- _Objective_: Set the following entries down again exactly, line by line.

--- BEGIN Records for processing ---

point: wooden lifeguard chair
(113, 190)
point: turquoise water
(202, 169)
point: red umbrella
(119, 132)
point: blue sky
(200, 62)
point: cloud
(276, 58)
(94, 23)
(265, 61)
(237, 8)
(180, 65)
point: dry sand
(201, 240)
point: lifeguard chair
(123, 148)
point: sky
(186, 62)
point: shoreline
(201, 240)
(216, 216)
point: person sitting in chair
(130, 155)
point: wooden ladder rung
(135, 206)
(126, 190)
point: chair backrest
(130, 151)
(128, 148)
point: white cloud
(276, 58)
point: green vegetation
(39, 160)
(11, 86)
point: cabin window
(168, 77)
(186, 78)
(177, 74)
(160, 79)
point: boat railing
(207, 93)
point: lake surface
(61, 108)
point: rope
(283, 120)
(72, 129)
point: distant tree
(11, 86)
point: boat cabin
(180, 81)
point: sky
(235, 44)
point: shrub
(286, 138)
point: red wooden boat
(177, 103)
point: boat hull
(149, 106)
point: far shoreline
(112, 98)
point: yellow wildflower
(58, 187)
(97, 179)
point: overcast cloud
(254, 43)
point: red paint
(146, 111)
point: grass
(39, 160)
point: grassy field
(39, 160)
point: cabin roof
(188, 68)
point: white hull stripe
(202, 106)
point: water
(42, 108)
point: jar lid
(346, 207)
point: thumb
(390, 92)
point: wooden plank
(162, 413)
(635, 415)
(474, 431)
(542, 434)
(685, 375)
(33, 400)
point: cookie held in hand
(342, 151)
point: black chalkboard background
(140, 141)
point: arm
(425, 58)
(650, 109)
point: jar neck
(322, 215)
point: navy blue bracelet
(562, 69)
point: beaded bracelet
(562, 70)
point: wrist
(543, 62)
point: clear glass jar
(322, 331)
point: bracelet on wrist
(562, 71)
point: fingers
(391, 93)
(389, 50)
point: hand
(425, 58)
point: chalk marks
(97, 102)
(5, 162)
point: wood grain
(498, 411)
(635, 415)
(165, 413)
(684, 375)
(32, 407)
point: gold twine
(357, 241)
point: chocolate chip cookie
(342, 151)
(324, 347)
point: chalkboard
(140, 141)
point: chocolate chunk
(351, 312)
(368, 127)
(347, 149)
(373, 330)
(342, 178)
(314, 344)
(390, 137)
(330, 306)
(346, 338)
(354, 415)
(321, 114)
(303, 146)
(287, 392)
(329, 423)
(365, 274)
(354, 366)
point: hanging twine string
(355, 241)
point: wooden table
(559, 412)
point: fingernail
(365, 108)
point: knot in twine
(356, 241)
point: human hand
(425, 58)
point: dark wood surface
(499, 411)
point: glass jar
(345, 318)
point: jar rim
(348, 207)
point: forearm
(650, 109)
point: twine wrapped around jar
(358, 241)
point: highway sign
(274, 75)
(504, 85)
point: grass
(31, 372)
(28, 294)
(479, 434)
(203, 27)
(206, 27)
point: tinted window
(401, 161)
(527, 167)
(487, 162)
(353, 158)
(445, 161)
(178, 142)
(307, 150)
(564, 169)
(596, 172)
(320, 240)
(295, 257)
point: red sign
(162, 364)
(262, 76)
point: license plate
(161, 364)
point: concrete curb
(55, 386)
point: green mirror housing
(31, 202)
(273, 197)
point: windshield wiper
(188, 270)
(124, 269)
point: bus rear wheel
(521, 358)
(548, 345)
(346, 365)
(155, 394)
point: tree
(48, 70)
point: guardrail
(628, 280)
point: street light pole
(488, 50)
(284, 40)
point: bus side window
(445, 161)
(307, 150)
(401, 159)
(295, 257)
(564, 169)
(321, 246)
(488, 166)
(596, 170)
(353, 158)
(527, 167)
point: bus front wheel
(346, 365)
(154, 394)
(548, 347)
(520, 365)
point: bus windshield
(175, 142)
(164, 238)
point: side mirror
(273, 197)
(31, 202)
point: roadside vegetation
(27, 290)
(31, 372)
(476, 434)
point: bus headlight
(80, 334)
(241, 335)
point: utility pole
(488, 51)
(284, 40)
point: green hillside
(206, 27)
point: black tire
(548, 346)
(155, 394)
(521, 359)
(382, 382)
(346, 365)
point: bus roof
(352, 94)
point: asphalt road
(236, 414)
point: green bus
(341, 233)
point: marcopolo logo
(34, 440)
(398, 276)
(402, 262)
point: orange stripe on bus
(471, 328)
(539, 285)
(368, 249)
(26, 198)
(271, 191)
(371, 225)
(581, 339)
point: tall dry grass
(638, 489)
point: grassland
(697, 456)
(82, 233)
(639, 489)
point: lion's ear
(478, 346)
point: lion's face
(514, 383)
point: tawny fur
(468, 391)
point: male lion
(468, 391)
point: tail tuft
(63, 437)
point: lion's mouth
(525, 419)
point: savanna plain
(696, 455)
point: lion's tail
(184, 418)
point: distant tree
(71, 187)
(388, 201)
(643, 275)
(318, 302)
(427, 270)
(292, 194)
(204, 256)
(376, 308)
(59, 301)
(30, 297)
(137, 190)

--- END Records for processing ---

- _Answer to the task_:
point: wooden lifeguard chair
(113, 190)
point: turquoise water
(202, 169)
point: red umbrella
(119, 132)
point: blue sky
(200, 62)
point: cloud
(276, 58)
(94, 23)
(265, 61)
(237, 8)
(180, 65)
point: dry sand
(201, 240)
point: lifeguard chair
(123, 148)
point: sky
(186, 62)
point: shoreline
(201, 240)
(216, 216)
point: person sitting in chair
(130, 155)
point: wooden ladder rung
(135, 206)
(126, 190)
point: chair backrest
(130, 151)
(128, 148)
point: white cloud
(276, 58)
point: green vegetation
(39, 160)
(11, 86)
point: cabin window
(168, 77)
(186, 78)
(177, 74)
(160, 79)
point: boat railing
(207, 93)
point: lake surface
(61, 108)
point: rope
(283, 120)
(72, 129)
point: distant tree
(11, 86)
point: boat cabin
(180, 81)
point: sky
(235, 44)
point: shrub
(286, 138)
point: red wooden boat
(177, 103)
point: boat hull
(149, 106)
point: far shoreline
(112, 98)
point: yellow wildflower
(58, 187)
(97, 179)
point: overcast cloud
(254, 43)
point: red paint
(146, 111)
point: grass
(39, 160)
point: grassy field
(39, 160)
point: cabin roof
(188, 68)
point: white hull stripe
(202, 106)
point: water
(42, 108)
point: jar lid
(346, 207)
point: thumb
(390, 92)
point: wooden plank
(162, 413)
(635, 415)
(474, 431)
(542, 434)
(685, 375)
(33, 400)
point: cookie held in hand
(342, 151)
point: black chalkboard background
(140, 141)
point: arm
(425, 58)
(650, 109)
point: jar neck
(322, 215)
point: navy blue bracelet
(562, 69)
point: beaded bracelet
(562, 70)
point: wrist
(543, 62)
point: clear glass jar
(322, 331)
point: bracelet on wrist
(562, 71)
point: fingers
(391, 93)
(389, 50)
point: hand
(425, 58)
point: chalk marks
(97, 102)
(5, 162)
point: wood grain
(498, 411)
(635, 415)
(165, 413)
(684, 375)
(32, 407)
point: gold twine
(357, 241)
point: chocolate chip cookie
(342, 151)
(324, 347)
point: chalkboard
(140, 141)
point: chocolate chunk
(351, 312)
(368, 127)
(347, 149)
(373, 330)
(342, 178)
(314, 344)
(390, 137)
(330, 306)
(346, 338)
(354, 415)
(321, 114)
(303, 146)
(287, 392)
(329, 423)
(365, 274)
(354, 366)
point: hanging twine string
(355, 241)
point: wooden table
(559, 412)
point: fingernail
(365, 108)
point: knot in twine
(356, 241)
point: human hand
(425, 58)
point: dark wood surface
(499, 411)
point: glass jar
(345, 318)
point: jar rim
(348, 207)
point: forearm
(650, 109)
point: twine wrapped around jar
(358, 241)
point: highway sign
(274, 75)
(504, 85)
point: grass
(31, 372)
(28, 294)
(479, 434)
(203, 27)
(206, 27)
point: tinted window
(401, 161)
(527, 167)
(487, 162)
(353, 158)
(445, 161)
(178, 142)
(307, 150)
(564, 169)
(596, 172)
(320, 240)
(295, 257)
point: red sign
(162, 364)
(262, 76)
point: license plate
(161, 364)
point: concrete curb
(55, 386)
point: green mirror housing
(31, 202)
(273, 197)
point: windshield wiper
(188, 270)
(124, 269)
point: bus rear wheel
(521, 358)
(548, 345)
(346, 365)
(155, 394)
point: tree
(48, 70)
point: guardrail
(628, 280)
point: street light pole
(488, 50)
(284, 40)
point: bus side window
(445, 161)
(307, 150)
(401, 159)
(295, 257)
(564, 169)
(321, 246)
(488, 166)
(596, 170)
(353, 158)
(527, 167)
point: bus front wheel
(346, 365)
(154, 394)
(548, 347)
(520, 365)
point: bus windshield
(175, 142)
(164, 238)
point: side mirror
(273, 197)
(31, 202)
point: roadside vegetation
(27, 290)
(31, 372)
(476, 434)
point: bus headlight
(80, 334)
(241, 335)
point: utility pole
(488, 51)
(284, 40)
point: green hillside
(206, 27)
point: black tire
(548, 346)
(155, 394)
(521, 359)
(382, 382)
(346, 365)
point: bus roof
(352, 94)
point: asphalt road
(236, 414)
point: green bus
(341, 233)
point: marcopolo logo
(34, 440)
(398, 276)
(402, 262)
point: orange stripe on bus
(471, 328)
(539, 285)
(368, 249)
(26, 198)
(271, 191)
(371, 225)
(581, 339)
point: tall dry grass
(638, 489)
point: grassland
(697, 456)
(82, 233)
(639, 489)
point: lion's ear
(478, 346)
point: lion's face
(514, 383)
point: tawny fur
(468, 391)
point: male lion
(468, 391)
point: tail tuft
(63, 437)
point: lion's mouth
(525, 419)
point: savanna plain
(696, 455)
point: lion's tail
(184, 418)
point: distant tree
(71, 187)
(388, 201)
(643, 275)
(318, 302)
(427, 270)
(292, 194)
(204, 256)
(376, 308)
(59, 301)
(30, 297)
(137, 190)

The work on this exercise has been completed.